▸ **Text provided**:
━━━━━━━━━━━━━━━━━━━━━━━━━━━━━━

Washington — At the end of the Cold War, ex-President Ronald Reagan and his successor, President George H. W. Bush, were two happy statesmen. They had achieved their prized goal, an end to hostilities with the USSR. For that matter the Russian president, Mikhail Gorbachev, and his successor, President Boris Yeltsin, were pretty happy too. Gorby was perhaps less happy than his American counterparts, but he came around to accepting that the conclusion of hostilities between America and the USSR was not a bad thing. Gorby, you will recall, had objected when President Reagan famously said, “Mr. Gorbachev, tear down this wall.” The wall being the Berlin Wall, which separated East and West Berlin. Still, Gorby came to accept the end of hostilities between the USSR and the West, and Yeltsin was clearly delighted by it. He was no longer going to be faced with bankrupting bills in his military budget — just as President Reagan had predicted.

I met Boris shortly after the wall came down. Before meeting him, I conferred with Bob Gates at his office at CIA headquarters. Time spent with the cerebral head of our CIA was never time wasted. On that occasion we had a wide-ranging talk, and among the points Bob made was that Russia was proud of its cultural achievements. It wanted them recognized. The Russians thought of themselves as part of the West.

A great country never escapes its history. Win, lose, or draw, the Russians are a bloody-minded people.

Bob made the point that while American universities were ashamed of American history Russia was proud of its history. With Bob in mind, I was quick to tell President Yeltsin, as I chatted with him at the White House, that I had listened to a Prokofiev symphony and read The Brothers Karamazov in preparation for my evening with him and his Russian aides. I added that Russia’s culture was a great culture and that it had contributed richly to Western culture. He smiled broadly. That was my pitch to be President Bush’s ambassador to Russia. George did not take the hint.

━━━━━━━━━━━━━━━━━━━━━━━━━━━━━━

▸ **Given information**:
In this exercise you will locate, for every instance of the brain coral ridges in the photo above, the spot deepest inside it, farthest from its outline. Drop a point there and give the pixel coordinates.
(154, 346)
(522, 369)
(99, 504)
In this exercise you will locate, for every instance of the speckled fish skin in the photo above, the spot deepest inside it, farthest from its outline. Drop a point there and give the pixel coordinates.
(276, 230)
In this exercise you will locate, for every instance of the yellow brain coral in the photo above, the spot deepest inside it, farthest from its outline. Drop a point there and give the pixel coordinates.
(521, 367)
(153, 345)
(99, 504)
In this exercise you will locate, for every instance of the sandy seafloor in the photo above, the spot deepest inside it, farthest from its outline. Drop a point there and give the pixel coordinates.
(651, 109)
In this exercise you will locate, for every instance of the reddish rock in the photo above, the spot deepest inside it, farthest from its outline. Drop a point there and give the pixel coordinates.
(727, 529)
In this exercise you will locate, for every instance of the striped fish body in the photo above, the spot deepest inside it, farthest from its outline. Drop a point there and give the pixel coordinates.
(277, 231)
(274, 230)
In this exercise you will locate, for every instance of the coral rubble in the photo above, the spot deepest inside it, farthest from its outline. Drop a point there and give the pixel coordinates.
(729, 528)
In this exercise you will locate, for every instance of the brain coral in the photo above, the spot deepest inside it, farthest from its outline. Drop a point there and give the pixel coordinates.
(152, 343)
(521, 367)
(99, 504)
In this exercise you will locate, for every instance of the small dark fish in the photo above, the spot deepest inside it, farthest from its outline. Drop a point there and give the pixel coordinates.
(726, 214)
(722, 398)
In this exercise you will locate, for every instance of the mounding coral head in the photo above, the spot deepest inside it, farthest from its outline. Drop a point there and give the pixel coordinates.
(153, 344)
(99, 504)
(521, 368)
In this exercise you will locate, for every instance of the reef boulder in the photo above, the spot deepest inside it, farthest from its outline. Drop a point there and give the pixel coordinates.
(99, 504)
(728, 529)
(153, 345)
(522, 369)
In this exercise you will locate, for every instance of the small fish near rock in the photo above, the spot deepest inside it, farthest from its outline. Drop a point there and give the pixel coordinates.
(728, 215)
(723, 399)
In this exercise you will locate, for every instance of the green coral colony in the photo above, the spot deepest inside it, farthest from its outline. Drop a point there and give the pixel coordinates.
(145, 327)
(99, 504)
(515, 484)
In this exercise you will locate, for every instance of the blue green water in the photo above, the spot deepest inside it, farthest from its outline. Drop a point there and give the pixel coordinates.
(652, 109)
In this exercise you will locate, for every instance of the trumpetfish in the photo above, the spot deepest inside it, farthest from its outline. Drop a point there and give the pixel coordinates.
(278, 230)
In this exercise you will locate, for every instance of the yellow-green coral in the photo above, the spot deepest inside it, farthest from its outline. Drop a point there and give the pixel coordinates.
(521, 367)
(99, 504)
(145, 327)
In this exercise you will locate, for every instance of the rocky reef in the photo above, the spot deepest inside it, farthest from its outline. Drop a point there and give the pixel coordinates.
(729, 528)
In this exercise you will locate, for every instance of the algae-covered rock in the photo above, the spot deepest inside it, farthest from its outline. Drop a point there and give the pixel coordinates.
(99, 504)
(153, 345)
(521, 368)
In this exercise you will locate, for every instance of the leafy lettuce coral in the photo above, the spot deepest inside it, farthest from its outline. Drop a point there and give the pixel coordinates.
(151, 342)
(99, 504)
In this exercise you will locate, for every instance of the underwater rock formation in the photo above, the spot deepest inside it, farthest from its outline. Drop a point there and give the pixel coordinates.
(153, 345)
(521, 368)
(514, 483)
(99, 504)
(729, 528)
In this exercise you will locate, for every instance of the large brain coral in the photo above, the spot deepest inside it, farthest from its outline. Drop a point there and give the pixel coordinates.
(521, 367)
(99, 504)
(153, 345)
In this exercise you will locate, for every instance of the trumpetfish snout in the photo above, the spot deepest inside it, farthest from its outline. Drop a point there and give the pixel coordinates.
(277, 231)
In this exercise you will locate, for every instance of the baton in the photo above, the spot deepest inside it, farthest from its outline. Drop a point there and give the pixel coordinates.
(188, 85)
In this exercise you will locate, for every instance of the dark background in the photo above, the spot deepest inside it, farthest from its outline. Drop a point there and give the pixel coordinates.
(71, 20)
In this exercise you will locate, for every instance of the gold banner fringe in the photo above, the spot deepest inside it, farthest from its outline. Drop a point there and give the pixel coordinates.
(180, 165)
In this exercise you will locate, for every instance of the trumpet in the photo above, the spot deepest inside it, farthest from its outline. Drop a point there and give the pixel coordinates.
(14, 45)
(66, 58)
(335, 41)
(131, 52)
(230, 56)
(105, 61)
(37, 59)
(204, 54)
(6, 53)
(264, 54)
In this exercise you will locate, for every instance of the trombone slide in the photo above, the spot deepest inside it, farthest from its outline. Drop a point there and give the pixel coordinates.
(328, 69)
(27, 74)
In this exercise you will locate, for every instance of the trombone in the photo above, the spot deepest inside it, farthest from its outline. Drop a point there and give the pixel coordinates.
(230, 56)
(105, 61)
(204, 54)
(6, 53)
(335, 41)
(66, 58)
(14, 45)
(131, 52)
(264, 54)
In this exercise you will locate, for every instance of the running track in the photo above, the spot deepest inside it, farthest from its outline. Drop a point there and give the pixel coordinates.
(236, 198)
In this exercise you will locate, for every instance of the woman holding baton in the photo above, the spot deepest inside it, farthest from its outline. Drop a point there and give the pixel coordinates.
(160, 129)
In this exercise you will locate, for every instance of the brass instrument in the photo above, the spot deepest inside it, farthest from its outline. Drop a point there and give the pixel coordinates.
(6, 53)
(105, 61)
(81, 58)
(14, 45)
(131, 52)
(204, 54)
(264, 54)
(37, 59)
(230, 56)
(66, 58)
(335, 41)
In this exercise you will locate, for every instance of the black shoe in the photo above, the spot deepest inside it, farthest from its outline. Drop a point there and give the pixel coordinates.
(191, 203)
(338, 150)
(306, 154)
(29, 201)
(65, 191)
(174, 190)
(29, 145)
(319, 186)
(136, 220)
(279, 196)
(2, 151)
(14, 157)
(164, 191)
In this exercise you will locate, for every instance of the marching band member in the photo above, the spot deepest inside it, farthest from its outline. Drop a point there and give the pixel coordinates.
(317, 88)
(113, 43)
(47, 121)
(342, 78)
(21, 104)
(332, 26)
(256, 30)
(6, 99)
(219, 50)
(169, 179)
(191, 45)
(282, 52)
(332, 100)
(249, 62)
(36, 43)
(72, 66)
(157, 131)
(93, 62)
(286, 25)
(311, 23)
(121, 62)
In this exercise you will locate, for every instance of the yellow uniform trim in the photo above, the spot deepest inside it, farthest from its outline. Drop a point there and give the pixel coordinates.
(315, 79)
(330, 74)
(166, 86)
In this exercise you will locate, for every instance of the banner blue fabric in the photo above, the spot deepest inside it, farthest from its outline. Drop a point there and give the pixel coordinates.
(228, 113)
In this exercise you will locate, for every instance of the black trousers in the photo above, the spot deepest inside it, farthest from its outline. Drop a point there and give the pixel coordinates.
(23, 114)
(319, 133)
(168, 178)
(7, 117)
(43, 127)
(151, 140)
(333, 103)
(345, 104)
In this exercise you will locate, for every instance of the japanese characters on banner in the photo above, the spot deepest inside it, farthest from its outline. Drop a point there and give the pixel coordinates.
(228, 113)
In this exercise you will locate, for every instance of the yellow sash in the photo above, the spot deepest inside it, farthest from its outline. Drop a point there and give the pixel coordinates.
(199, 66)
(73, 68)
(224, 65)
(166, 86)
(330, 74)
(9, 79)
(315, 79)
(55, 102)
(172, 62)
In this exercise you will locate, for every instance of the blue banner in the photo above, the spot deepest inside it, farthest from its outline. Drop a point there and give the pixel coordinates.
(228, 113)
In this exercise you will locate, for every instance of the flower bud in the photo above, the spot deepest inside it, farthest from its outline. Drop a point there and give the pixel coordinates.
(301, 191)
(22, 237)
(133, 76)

━━━━━━━━━━━━━━━━━━━━━━━━━━━━━━

▸ **Instructions**:
• 1. Answer these questions using the text about the end of the Cold War:
(a) What did the Berlin Wall separate?
(b) Whose office did the narrator visit before meeting Boris Yeltsin, and where was that office?
(c) What did the narrator listen to and read to prepare for the evening with Yeltsin?
• 2. Write a continuation of the text about the end of the Cold War, beginning after its final sentence.

▸ **Answers for the tasks**:
• 1.
(a) East and West Berlin.
(b) Bob Gates's office, at CIA headquarters.
(c) A Prokofiev symphony and The Brothers Karamazov.

• 2.
Now the Russians under Vladimir Putin are again bellicose. President Putin is responding to another aspect of his Russian culture. The historian Hélène Carrère d’Encausse wrote of it in her magisterial work The Russian Syndrome: One Thousand Years of Political Murder. The great historian says, “The history of Russia is first and foremost a continuous history of political murder.” When she wrote that line, she was not thinking of Prokofiev or The Brothers Karamazov, but she was thinking of Ivan the Terrible and Peter the Great and Lenin and Stalin.

I was also reminded of a Russian warship that almost sank in the Middle East during military exercises that were supposed to demonstrate to the West Putin’s increased military prowess. There have been lesser mishaps surrounding the Russians’ maneuvers too. I believe the Russians are about as weak as they were at the end of the Cold War, but I am not so sure. Last week when our 79-year-old president had his talk with Putin on the telephone I hope he was forceful but politely reminded his Russian adversary of how the Cold War ended. Putin should not be rattling the saber once again. We are prepared for him.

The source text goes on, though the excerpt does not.